(Texte à lire):
|---|
Philippe Bohn, DG d'Air Sénégal : "Nous ouvrons le 1er février la ligne Dakar-Paris"

Philippe Bohn, DG d'Air Sénégal :

Nommé Directeur général d'Air Sénégal en août 2017 par le Président Macky Sall, le Français Philippe Bohn fait ici un point d'étape sur le développement de la compagnie aérienne nationale. Celle-ci ouvre une dizaine de destinations et va lancer dans un mois la ligne Dakar-Paris. La stratégie de la compagnie, explique-t-il, s'inscrit dans le cadre du Plan Sénégal Emergent.

Propos recueillis à Dakar par Bruno FANUCCHI

Quand vous avez été approché par le président Macky Sall en personne pour prendre la tête d'Air Sénégal, avez-vous pensé d'emblée à relever ce nouveau défi ?

Philippe Bohn :

Bien sûr ! Quand le président Macky Sall a souhaité faire appel à mes compétences, j'étais alors Senior Vice-Président du Groupe Airbus en charge du business développement pour l'ensemble du groupe, après avoir été patron de l'Afrique chez EADS (aujourd’hui Airbus Group). Je suis venu à Dakar parce que je suis attaché, bien sûr, à ce pays qui a – et je pèse mes mots – un grand chef d'Etat, un grand leader qui emmène de façon très dynamique le Sénégal sur les voies d'une émergence économique réelle, assise sur des projets concrets. J'ai donc été extrêmement honoré de la demande qui m'a été faite et, comme je suis plutôt un homme d'engagement, j'ai trouvé passionnant de participer à cette aventure industrielle.
|---|
(Données brutes):
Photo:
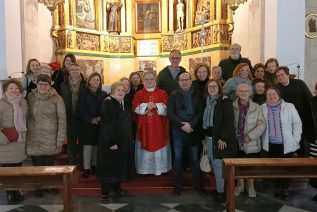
|---|
(Consignes):
1 > D'après l'entretien sur Air Sénégal, en quel mois et quelle année Philippe Bohn a-t-il été nommé directeur général de la compagnie ?
2 > Recopiez l'entretien sur Air Sénégal depuis « Quand vous avez » jusqu'à « cette aventure industrielle. » inclus.
3 > Reprenez l'entretien sur Air Sénégal après sa dernière phrase et poursuivez-le.

(Réponses par consigne):
1 > En août 2017.

2 >
Quand vous avez été approché par le président Macky Sall en personne pour prendre la tête d'Air Sénégal, avez-vous pensé d'emblée à relever ce nouveau défi ?

Philippe Bohn :

Bien sûr ! Quand le président Macky Sall a souhaité faire appel à mes compétences, j'étais alors Senior Vice-Président du Groupe Airbus en charge du business développement pour l'ensemble du groupe, après avoir été patron de l'Afrique chez EADS (aujourd’hui Airbus Group). Je suis venu à Dakar parce que je suis attaché, bien sûr, à ce pays qui a – et je pèse mes mots – un grand chef d'Etat, un grand leader qui emmène de façon très dynamique le Sénégal sur les voies d'une émergence économique réelle, assise sur des projets concrets. J'ai donc été extrêmement honoré de la demande qui m'a été faite et, comme je suis plutôt un homme d'engagement, j'ai trouvé passionnant de participer à cette aventure industrielle.

3 >
Quel premier bilan d'étape au bout de quinze mois ?

C'est une aventure passionnante et collective. Avec un managment qui vient d’un autre pays, ce qui dans notre industrie est tout à fait habituel et naturel. Le patron d'Emirates, Tim Clark, n'est pas émirati, mais c’est un grand patron emblématique, le patron d'Air Côte d'Ivoire, René Décurey, est Suisse, et celui d'Air France, Benjamin Smith, est Canadien. Pour Air Sénégal, c'est donc un Français, mais c'est un Français qui est avant tout Sénégalais de cœur. En quinze mois, on a fait émerger l'entreprise puisque l'on a d'abord obtenu un PEA, permis d'exploitation aérienne qui nous fait exister techniquement en qualité de compagnie aérienne au niveau international.

Nous avons aujourd'hui quatre avions opérationnels : deux ATR et deux Airbus 319, ainsi que deux Airbus 330 néos qui ont été achetés et dont le chef de l'Etat a pu visiter récemment la ligne d'assemblage à Toulouse. Le premier des deux est d'ailleurs en phase finale d'assemblage dans les usines d'Airbus pour une livraison prévue en février 2019.

C'est donc un beau challenge, mais on dit que vous êtes l'homme des missions impossibles ?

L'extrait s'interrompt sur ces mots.